Exact duplicates of all the records are needed.

*** DATA PROVIDED

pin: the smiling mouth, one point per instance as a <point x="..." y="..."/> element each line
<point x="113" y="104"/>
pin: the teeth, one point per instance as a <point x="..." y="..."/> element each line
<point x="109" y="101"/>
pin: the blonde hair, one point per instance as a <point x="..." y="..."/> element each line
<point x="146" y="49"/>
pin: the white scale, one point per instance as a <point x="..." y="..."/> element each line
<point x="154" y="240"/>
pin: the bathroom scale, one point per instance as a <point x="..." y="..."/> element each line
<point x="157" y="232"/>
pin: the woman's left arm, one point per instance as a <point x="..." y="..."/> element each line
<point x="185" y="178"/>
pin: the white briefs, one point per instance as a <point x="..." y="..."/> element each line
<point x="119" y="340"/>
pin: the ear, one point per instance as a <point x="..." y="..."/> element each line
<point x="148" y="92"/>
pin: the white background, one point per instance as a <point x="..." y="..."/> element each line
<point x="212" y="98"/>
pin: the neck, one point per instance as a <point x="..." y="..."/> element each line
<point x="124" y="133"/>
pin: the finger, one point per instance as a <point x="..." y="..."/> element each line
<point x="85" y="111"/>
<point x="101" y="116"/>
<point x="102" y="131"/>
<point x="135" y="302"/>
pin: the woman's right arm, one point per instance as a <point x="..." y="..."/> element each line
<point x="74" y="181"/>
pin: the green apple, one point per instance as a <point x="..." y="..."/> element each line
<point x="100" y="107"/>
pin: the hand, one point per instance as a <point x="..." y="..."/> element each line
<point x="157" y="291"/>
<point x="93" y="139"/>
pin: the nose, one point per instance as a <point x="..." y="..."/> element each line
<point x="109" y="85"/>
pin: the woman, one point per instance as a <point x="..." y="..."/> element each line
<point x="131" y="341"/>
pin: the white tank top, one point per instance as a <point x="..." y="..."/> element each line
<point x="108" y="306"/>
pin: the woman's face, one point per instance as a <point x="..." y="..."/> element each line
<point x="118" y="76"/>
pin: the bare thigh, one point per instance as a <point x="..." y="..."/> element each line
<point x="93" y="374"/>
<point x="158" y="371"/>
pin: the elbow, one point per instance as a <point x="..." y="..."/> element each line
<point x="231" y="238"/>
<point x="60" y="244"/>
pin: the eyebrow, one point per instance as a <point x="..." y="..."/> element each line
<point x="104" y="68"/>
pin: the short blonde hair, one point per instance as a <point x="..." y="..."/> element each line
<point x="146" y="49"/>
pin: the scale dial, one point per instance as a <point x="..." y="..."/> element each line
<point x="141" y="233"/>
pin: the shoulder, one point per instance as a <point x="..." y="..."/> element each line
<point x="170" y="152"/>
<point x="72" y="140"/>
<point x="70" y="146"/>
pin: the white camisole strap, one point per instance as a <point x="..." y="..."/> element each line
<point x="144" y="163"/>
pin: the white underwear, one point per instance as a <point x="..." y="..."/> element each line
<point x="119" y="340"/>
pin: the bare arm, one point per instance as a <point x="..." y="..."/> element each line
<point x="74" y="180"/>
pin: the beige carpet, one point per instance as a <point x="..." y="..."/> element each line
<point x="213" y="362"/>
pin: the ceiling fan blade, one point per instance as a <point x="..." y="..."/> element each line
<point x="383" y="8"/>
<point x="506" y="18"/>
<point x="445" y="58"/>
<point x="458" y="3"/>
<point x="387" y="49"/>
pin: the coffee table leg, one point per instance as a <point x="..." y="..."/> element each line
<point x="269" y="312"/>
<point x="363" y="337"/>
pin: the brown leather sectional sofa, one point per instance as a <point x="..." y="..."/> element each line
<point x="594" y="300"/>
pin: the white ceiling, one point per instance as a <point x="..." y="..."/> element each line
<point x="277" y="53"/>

******

▶ TASK SOLUTION:
pin: the smiling mouth, one point per instance as a <point x="..." y="..."/> element each line
<point x="113" y="104"/>
pin: the teeth, one point per instance as a <point x="..." y="..."/> element each line
<point x="109" y="101"/>
pin: the blonde hair, one point per instance as a <point x="..." y="..."/> element each line
<point x="146" y="49"/>
pin: the white scale, one point per instance as a <point x="..." y="..."/> element each line
<point x="154" y="240"/>
pin: the bathroom scale, one point per instance as a <point x="..." y="..."/> element each line
<point x="157" y="232"/>
pin: the woman's left arm, one point per instance as a <point x="..." y="..."/> element each line
<point x="185" y="178"/>
pin: the white briefs, one point per instance as a <point x="..." y="..."/> element each line
<point x="119" y="340"/>
pin: the ear, one point per instance as a <point x="..." y="..."/> element each line
<point x="148" y="92"/>
pin: the white background, one point per instance as a <point x="..." y="..."/> element each line
<point x="212" y="98"/>
pin: the neck, one point per instance as a <point x="..." y="..."/> element each line
<point x="124" y="133"/>
pin: the finger, one point per instance as a <point x="..." y="..."/> element each line
<point x="85" y="111"/>
<point x="101" y="116"/>
<point x="102" y="131"/>
<point x="135" y="302"/>
pin: the woman's right arm, one point per instance as a <point x="..." y="..."/> element each line
<point x="74" y="181"/>
pin: the green apple, one point per instance as a <point x="..." y="..."/> element each line
<point x="100" y="107"/>
pin: the hand, one point per instance as a <point x="..." y="..."/> element each line
<point x="157" y="291"/>
<point x="93" y="139"/>
pin: the nose, one point per instance as a <point x="..." y="..."/> element each line
<point x="109" y="85"/>
pin: the woman, one point per instance as a <point x="..." y="..."/> element each line
<point x="131" y="341"/>
pin: the white tank top, one point per instance as a <point x="..." y="..."/> element each line
<point x="108" y="306"/>
pin: the woman's face, one point per instance as a <point x="..." y="..."/> element each line
<point x="118" y="76"/>
pin: the bare thigh, one point per instance as a <point x="..." y="..."/> element each line
<point x="93" y="374"/>
<point x="158" y="371"/>
pin: the elbow, one point per instance as a <point x="..." y="..."/> element each line
<point x="231" y="238"/>
<point x="60" y="244"/>
pin: the eyebrow, one point per instance as a <point x="..." y="..."/> element each line
<point x="104" y="68"/>
pin: the short blonde hair, one point per instance as a <point x="..." y="..."/> element each line
<point x="146" y="49"/>
pin: the scale dial, one point per instance as a <point x="..." y="..."/> element each line
<point x="141" y="233"/>
pin: the shoulder, one point per instance as a <point x="..." y="..."/> element each line
<point x="170" y="152"/>
<point x="72" y="140"/>
<point x="70" y="146"/>
pin: the white camisole strap, one point per instance as a <point x="..." y="..."/> element each line
<point x="144" y="163"/>
pin: the white underwear, one point per instance as a <point x="..." y="..."/> element each line
<point x="119" y="340"/>
pin: the bare arm, one point per instance as a <point x="..." y="..."/> element each line
<point x="74" y="180"/>
pin: the beige carpet, one point per instance as a <point x="..." y="..."/> element each line
<point x="213" y="362"/>
pin: the ceiling fan blade, one point per instance as a <point x="..." y="..."/> element each line
<point x="383" y="8"/>
<point x="506" y="18"/>
<point x="445" y="58"/>
<point x="458" y="3"/>
<point x="387" y="49"/>
pin: the coffee table leg, one point per instance as a <point x="..." y="..."/> element each line
<point x="269" y="312"/>
<point x="363" y="337"/>
pin: the brown leather sectional sofa, one point per instance as a <point x="..." y="..."/> element each line
<point x="594" y="300"/>
pin: the white ceiling, one point per instance as a <point x="..." y="..."/> element each line
<point x="277" y="53"/>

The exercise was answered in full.